(The data begins)

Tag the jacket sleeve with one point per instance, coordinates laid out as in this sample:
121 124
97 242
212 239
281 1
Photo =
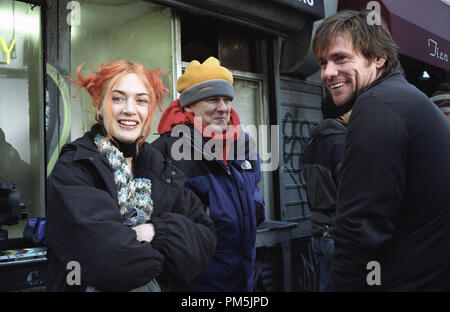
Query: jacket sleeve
258 198
371 190
185 236
84 225
184 233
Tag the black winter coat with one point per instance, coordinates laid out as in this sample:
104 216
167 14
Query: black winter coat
394 193
84 223
321 160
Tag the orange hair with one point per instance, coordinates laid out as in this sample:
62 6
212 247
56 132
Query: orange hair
97 86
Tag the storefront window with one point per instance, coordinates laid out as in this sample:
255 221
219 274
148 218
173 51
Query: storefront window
108 31
21 126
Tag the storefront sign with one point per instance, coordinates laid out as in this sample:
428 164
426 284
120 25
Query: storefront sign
7 50
315 7
436 51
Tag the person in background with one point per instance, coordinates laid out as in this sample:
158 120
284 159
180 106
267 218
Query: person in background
221 168
321 160
116 205
392 230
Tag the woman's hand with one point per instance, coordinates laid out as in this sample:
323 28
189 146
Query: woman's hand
145 232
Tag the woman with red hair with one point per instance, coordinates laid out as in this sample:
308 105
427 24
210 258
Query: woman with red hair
116 206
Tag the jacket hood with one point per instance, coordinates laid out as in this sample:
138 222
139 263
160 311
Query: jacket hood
327 127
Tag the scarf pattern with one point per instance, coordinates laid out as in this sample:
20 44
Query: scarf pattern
134 194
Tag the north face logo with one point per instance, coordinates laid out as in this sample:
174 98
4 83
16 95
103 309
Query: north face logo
246 165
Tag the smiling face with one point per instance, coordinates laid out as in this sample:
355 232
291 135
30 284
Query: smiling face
129 108
214 112
345 72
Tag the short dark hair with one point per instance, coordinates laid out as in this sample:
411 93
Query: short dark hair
370 40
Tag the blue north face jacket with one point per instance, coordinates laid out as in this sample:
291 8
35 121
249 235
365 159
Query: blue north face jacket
235 205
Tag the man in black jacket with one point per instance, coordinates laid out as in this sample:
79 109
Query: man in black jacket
392 228
321 160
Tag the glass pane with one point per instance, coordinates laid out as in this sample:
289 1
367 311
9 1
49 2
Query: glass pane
108 31
21 161
246 100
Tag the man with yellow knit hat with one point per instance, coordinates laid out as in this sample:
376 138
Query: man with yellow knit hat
201 134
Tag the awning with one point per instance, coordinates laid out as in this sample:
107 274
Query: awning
420 28
315 8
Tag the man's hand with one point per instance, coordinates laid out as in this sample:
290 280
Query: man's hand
145 232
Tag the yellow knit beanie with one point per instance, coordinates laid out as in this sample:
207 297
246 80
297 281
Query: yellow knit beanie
200 81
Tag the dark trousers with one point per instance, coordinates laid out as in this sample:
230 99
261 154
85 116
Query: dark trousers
323 248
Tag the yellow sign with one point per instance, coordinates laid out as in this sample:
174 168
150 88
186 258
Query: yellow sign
6 49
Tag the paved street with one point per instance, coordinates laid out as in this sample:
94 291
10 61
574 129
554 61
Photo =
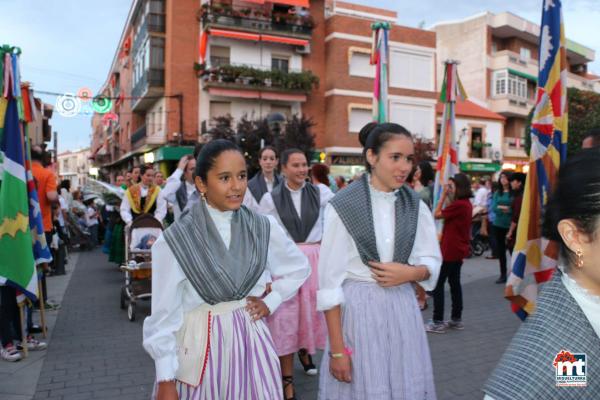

(The data ends)

Exercise >> Your copy should match the records above exactly, apart from the pictures, which stay out.

Answer to this exercise >>
Tag the jacket sleeve with one point per instance, coordinates laid out as in this sample:
121 124
97 242
212 239
281 1
Photo =
Query: jacket sleeve
258 198
371 190
185 236
84 225
184 233
Tag the black winter coat with one point per instance, coordinates laid out as in this sample:
104 216
167 14
Query: black winter coat
394 193
84 223
321 160
Tag the orange hair with one point per instance, coordinates laid out as in this sample:
62 6
212 247
56 132
Query: orange hair
97 86
Tag the storefront window with one point per instance, coordinates laid out as in this sample:
255 221
219 274
148 218
173 51
Query: storefront window
108 31
21 126
Tag the storefront sign with one point per instance, coordinates laid out as in this sample:
428 164
426 284
120 25
Query: storefront sign
7 50
315 7
436 51
Tag the person in background with one point per instance, coordinates laid out as in this sample:
158 120
284 159
180 106
267 218
Query: person in background
221 168
321 160
116 205
392 230
Tag the woman's hand with one point per instance, coordinates laid out as in this sample:
323 28
189 146
Query: woman's hand
145 232
Tag the woman with red hair with one point per instance, coordinates laid out as in this sample:
308 105
427 24
210 258
Query: woman with red hair
116 206
Tag the jacket hood with one point per instance, coordinates laid out as in this sample:
138 222
139 263
160 311
Query: jacket hood
327 127
Tag the scarf pattern with one point per instance, coordinates laid out as in this sample:
20 44
Query: scarf pattern
134 194
Tag the north face logo with one point per instance, coordinates laid out as in this sample:
174 98
4 83
16 95
103 309
Query: north face logo
246 165
Tag the smiling face with one point per instance, coordinates laid out as in this sample:
355 232
291 135
30 284
Query: smiling face
129 108
214 112
345 72
Tag the short dark hair with one point per instance, coordinates laid out as in this sample:
411 93
Query: short dark hair
370 40
Tag the blue north face jacket with one point per instance, coordinates laid out as in this sample:
291 8
35 121
249 235
365 159
Query: blue north face jacket
235 205
Tag the man in black jacket with one point per instance, coordinates laid out as in this sample:
79 109
Query: man in black jacket
392 228
321 160
Tag the glass pane with one point per instance, coordinates laid out as in this sample:
289 1
367 311
9 1
49 2
Query: glass pane
108 31
21 161
246 100
Tag the man with yellow knit hat with one point per instance, coordinates laid out as in this sample:
376 138
Query: man with yellow knit hat
201 134
Tag the awning with one point per instance, coordinates laid out as in this sample:
107 274
Query: awning
420 28
315 8
Tag the man's hand with one point per instance, coordinates laid out as in this sample:
290 280
Query: man's hand
145 232
Tag the yellow knit beanie with one point per instance, coordinates laid out as in this sample:
207 297
246 80
297 281
Query: yellow knit beanie
200 81
Tag the dark trousers with one point per instance, coordinates laid out as in this sample:
230 99
261 154
85 116
Query: dark trousers
323 248
Tag the yellow sign with one point per instance, coordinates laid out as in this sample:
174 168
150 88
186 258
Query: yellow sign
6 49
Tag the paved street with one point per instance, coordinates laid out as in this sample:
94 291
10 61
574 129
554 61
Photo =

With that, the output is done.